Provided passage:
▼

As the Chinese market matures amid economic uncertainty, the exponential phase of China's e-commerce market growth seems to have ended. Now the focus for brands and retailers has shifted away from heavy discounting to optimizing consumer experience and retention.
Jing Daily reported that Dai Shan, President of Alibaba's Core Domestic E-Commerce, pointed out that the future of Double 11 is no longer that of a machine producing ever-higher GMVs, but rather an important platform for a better consumer experience and business growth.
Its rival JD.com did not publish GMV or sales growth rate either. Alibaba did not hold its usual celebrity-studded gala show this year nor any in-person media events, citing the COVID-19 pandemic.
The e-commerce platform's growth merchandising value (GMV) was widely predicted to post flat to low single-digit growth, underscoring weak Chinese consumer sentiment hit by stringent COVID-19 curbs and a sharply slowing economy.
In a press release, Alibaba said the event had "delivered results in line with last year's GMV performance despite macro challenges and COVID-related impact." GMV growth has been slowing in recent editions of Singles Day—the world's biggest online shopping festival that has, despite its name, evolved into a multiweek event and is a key barometer of Chinese retail demand.
According to Reuters Consultancy Syntun, "Alibaba and other Chinese e-commerce firms holding Singles Day shopping events together logged a 4.7% decline in sales for the first 12 hours of the final day." Last year's 8.5% GMV rise for Alibaba's platforms was its lowest-ever growth rate, following a 26% jump in 2020. Before 2020, the festival was a one-day event.
Citi analysts said this week they were conservatively forecasting Alibaba's GMV for the event to range from 545 billion yuan to 560 billion yuan ($75 billion to $77 billion), with growth of 0.9% to 3.6%.
"In recent years, livestreaming seems to have created a quick way for brands to get famous and sales boomed," Dave Xie, a Shanghai-based principal of consultancy Oliver Wyman, told Bloomberg. "Amid the recent falls of the superstar livestreamers, brands are now actively speeding up the development of their own livestreaming studios" in order to cut ties with the top influencers, while retailers are also shifting to smaller platforms, he said.
"Weak buying sentiment among mainland Chinese shoppers and logistical disruptions will persist amid ongoing mobility curbs under China's Covid-Zero policy," wrote Bloomberg Intelligence analysts Catherine Lim and Trini Tan.
"Overall platform diversification is a trend, driven by consumer behavior and brand strategy," Sherri He, Managing Director of Kearney Greater China told Bloomberg. More and more brands have opened stores on JD.com and other platforms in the last year, she said.
Apart from rising rivalries, this year's Singles Day was weighed down by China's slow economic expansion. Gross domestic product in the third quarter rose 3.9%, while retail sales growth slowed to 2.5% in September from August's 5.4% increase, according to data from the Chinese government.
"Singles' Day has been totally diluted in terms of the impact," William Yuen, Investment Director at Invesco Hong Kong Ltd. told Bloomberg. "No one had much expectation about whether they would beat or not. I think it becomes more like a formality or a numbers game."

▲

Extracted material:
▼

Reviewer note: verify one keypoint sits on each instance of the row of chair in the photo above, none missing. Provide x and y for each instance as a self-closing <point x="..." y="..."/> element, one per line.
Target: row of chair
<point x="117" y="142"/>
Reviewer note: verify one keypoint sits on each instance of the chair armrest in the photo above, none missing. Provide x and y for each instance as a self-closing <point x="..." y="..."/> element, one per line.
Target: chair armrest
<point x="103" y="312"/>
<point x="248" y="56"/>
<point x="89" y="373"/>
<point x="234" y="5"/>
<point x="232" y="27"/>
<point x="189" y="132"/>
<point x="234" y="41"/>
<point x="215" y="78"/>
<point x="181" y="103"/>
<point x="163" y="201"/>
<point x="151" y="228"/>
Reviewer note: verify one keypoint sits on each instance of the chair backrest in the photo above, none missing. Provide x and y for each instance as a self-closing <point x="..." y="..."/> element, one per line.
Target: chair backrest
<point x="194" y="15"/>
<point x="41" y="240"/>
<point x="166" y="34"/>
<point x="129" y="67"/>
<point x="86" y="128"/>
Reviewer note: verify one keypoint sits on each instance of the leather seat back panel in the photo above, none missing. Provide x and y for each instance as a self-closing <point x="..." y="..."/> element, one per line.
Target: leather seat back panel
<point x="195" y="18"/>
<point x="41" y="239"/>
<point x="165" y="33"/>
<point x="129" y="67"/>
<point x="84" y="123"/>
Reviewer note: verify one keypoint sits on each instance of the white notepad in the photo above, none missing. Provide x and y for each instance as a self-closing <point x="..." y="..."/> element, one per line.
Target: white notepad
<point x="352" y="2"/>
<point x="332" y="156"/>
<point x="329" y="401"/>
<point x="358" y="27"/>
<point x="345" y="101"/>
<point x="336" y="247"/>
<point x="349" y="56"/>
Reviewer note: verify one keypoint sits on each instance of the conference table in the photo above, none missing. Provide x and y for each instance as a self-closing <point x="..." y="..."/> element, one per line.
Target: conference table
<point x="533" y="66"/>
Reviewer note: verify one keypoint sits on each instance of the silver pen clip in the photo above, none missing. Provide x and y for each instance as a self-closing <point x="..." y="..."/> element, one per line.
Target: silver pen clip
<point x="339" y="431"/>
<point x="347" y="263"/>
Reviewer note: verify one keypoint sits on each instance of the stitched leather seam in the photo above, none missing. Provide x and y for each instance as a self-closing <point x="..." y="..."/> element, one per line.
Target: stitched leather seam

▲
▼

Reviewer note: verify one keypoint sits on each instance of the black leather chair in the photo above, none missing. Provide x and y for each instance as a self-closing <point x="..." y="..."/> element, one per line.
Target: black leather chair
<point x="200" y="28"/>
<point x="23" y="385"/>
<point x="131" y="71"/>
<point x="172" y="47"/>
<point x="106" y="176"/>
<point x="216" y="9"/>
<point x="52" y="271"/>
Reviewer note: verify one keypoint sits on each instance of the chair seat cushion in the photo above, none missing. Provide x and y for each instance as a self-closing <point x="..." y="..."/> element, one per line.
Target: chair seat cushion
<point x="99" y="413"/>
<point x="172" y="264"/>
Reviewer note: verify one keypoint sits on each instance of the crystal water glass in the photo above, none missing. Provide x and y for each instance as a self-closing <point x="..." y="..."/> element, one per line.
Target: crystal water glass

▲

Task details: In the passage on Singles Day, what growth range did Citi analysts forecast for Alibaba's GMV during the event?

Response below: 0.9% to 3.6%